Saved data entries:
━━━━━━
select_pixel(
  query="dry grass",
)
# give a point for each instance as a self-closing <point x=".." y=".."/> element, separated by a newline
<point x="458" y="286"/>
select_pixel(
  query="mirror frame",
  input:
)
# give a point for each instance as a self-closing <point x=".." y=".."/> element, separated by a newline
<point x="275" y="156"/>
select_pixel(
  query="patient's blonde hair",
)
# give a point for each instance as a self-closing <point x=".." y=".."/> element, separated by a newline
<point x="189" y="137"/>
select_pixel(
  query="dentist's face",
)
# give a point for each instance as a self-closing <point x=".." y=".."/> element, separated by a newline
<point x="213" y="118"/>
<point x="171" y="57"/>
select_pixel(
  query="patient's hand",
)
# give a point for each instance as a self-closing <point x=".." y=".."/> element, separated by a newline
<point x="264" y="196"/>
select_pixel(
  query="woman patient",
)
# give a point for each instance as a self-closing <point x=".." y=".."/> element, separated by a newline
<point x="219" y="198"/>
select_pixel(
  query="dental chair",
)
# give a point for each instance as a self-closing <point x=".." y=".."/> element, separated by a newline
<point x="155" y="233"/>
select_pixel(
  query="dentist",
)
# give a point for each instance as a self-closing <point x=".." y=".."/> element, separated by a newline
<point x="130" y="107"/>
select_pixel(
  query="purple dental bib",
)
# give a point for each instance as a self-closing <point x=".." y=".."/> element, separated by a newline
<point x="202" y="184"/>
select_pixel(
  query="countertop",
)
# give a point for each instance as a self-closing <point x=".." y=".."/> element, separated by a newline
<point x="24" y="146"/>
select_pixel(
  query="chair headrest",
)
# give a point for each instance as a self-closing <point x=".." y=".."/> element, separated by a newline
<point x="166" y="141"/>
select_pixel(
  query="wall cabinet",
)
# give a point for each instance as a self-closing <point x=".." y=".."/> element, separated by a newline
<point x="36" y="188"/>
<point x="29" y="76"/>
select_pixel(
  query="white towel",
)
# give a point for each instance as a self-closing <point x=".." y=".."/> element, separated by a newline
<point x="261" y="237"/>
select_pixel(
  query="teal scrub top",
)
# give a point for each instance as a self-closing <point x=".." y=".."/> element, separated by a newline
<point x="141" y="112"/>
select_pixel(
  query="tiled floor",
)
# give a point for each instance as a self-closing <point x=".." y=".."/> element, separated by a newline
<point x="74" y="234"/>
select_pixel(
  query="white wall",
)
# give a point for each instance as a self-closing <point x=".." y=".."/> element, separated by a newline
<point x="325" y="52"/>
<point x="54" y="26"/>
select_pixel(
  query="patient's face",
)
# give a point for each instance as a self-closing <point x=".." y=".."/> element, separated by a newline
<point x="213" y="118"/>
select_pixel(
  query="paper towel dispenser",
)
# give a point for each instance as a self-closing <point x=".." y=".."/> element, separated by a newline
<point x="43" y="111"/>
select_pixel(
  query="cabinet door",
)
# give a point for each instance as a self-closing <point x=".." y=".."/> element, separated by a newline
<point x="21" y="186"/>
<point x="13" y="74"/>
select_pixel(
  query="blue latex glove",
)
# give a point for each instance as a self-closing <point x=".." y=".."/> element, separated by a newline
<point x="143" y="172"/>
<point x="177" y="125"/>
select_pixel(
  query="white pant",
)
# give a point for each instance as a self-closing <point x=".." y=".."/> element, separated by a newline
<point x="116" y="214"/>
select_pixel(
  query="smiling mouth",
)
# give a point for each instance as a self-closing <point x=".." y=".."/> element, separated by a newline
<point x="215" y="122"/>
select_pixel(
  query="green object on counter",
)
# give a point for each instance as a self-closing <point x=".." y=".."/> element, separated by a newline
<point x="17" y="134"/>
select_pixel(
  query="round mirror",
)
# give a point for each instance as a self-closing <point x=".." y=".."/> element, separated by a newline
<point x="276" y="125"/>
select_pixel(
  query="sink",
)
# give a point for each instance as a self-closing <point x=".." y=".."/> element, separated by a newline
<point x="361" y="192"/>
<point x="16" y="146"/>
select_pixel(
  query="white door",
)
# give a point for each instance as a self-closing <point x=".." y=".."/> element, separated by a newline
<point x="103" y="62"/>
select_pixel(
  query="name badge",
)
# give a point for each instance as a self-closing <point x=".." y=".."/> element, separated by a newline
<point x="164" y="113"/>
━━━━━━
What to do:
Please state the number of lines in the data above that hold the word "mirror", without any other text.

Expected answer:
2